Challenge: Rewrite the stretch of entries from the line containing "the white glove" through the end of the entries, keeping every line, and raise each pixel coordinate in the answers by 144.

Listing:
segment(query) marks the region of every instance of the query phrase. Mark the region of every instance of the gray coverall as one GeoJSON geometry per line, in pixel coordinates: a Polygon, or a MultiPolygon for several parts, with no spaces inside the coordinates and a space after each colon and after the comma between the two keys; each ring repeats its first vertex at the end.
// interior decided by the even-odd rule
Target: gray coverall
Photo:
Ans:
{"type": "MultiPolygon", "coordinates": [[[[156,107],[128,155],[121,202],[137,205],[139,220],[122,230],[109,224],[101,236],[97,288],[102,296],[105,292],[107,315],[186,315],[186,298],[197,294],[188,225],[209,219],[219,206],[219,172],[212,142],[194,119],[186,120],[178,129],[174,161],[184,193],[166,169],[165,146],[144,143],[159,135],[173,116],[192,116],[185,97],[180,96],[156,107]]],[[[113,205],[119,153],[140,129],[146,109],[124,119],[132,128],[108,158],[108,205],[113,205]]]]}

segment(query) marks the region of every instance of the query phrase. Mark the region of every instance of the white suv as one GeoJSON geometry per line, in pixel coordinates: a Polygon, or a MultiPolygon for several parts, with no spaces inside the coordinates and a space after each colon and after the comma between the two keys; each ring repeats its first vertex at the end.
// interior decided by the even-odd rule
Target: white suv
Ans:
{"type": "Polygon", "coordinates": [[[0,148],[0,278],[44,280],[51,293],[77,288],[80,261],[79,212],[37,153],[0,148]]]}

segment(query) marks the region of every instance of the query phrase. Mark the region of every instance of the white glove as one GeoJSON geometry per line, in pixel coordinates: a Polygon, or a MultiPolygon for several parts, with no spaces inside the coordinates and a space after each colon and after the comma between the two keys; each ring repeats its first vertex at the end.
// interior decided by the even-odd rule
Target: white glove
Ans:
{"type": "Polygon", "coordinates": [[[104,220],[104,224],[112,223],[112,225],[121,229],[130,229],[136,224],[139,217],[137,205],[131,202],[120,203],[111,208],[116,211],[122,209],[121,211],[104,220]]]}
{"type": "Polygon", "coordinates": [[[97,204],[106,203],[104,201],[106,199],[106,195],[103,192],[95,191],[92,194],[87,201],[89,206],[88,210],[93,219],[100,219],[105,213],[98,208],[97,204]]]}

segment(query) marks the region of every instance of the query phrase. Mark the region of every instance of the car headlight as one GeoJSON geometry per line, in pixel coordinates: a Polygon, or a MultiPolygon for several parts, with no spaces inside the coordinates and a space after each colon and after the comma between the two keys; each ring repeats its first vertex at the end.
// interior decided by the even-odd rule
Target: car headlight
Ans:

The result:
segment(query) marks the region of every instance of the query phrase. Mark the region of every instance of the white glove as one GeoJSON geometry per line, in pixel coordinates: a Polygon, or a MultiPolygon for several parts, with no spaces inside the coordinates and a space after each colon and after the comma between the two keys; each ring repeats its first vertex at the end.
// interior decided by the even-odd rule
Target: white glove
Ans:
{"type": "Polygon", "coordinates": [[[248,364],[248,368],[256,367],[256,369],[265,373],[274,373],[280,368],[283,361],[281,349],[275,346],[264,347],[255,352],[260,355],[266,353],[265,355],[248,364]]]}
{"type": "Polygon", "coordinates": [[[241,348],[250,347],[248,345],[250,343],[250,339],[247,336],[239,335],[236,338],[231,345],[233,350],[232,354],[237,363],[244,363],[249,357],[242,352],[241,348]]]}

segment(query) marks the region of every instance of the query phrase. Mark the region of every instance of the car headlight as one GeoJSON geometry per line, in pixel coordinates: a Polygon, or a MultiPolygon for several parts, with no spaces inside the coordinates and a space after each colon and after the comma between the two keys; each ring repeats its first vertex at the end.
// interior decided by the even-odd rule
Target: car headlight
Ans:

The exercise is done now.